Copy the lines below as they are; omit the images they contain.
__________________________________________________
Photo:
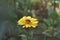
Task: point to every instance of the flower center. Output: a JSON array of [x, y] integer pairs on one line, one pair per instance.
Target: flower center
[[28, 21]]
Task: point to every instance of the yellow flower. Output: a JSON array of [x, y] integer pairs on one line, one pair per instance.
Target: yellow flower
[[28, 21]]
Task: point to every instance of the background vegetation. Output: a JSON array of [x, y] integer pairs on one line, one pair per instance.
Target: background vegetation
[[46, 11]]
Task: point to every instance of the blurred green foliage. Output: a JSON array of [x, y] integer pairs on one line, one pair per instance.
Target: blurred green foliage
[[12, 10]]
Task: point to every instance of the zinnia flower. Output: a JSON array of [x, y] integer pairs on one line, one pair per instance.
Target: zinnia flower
[[28, 21]]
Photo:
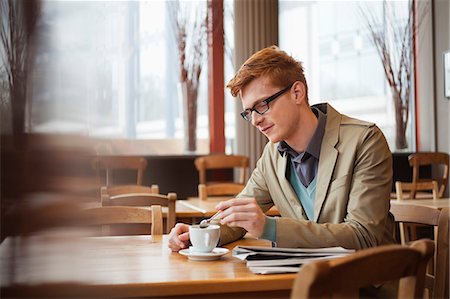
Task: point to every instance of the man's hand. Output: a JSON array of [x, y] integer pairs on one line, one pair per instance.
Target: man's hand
[[243, 212], [179, 237]]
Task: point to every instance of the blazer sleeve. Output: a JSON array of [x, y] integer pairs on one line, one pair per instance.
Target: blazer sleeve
[[255, 188]]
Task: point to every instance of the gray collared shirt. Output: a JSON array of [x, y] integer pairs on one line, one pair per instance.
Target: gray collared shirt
[[306, 163]]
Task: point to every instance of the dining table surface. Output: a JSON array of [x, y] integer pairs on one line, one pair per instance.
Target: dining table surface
[[68, 265]]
__________________________________________________
* ANSWER TO THIS EXERCISE *
Photo:
Task: point to every instance of the flower center. Output: a JSON array of [x, y] integer pairs on one line, one pair per instance.
Target: flower center
[[28, 21]]
Task: point to every instance of the yellow flower. Output: a JSON array of [x, y] integer pairs on one line, one pair per instance.
Target: yellow flower
[[28, 21]]
Task: point to every instance of the background vegetation. Output: a JSON array of [x, y] integer pairs on one line, one pair per instance.
Target: background vegetation
[[46, 11]]
Task: point to every instance of the blurred green foliage. Output: a JSON array of [x, y] integer pairs on one line, one pair per instance.
Target: blurred green foliage
[[12, 10]]
Task: point to every instance of the zinnia flower. Output: a JSON array of [x, y] integer pairs on one line, one pair per instance.
Target: zinnia flower
[[28, 21]]
Photo:
Task: point to every instance of the man's hand. Output: a JSON array of [x, y] integer pairs on one line, one pair per instance.
Target: man's hand
[[243, 212], [179, 237]]
Task: point to every instance of the blazer sleeve. Output: a JSON array of [x, y] integer pairs on one line, one pair per instance.
Target: blazer sleeve
[[255, 188]]
Task: point to every instance of the gray collared shirt. Output: a JSON array of [x, y] integer pairs on one line, one pair per instance.
Target: gray collared shirt
[[306, 163]]
Task: point to every instance of the dining table surface. Output: a JSON array of [x, y] integer pairs on one line, one pair per instance.
Target: dining table surface
[[68, 265]]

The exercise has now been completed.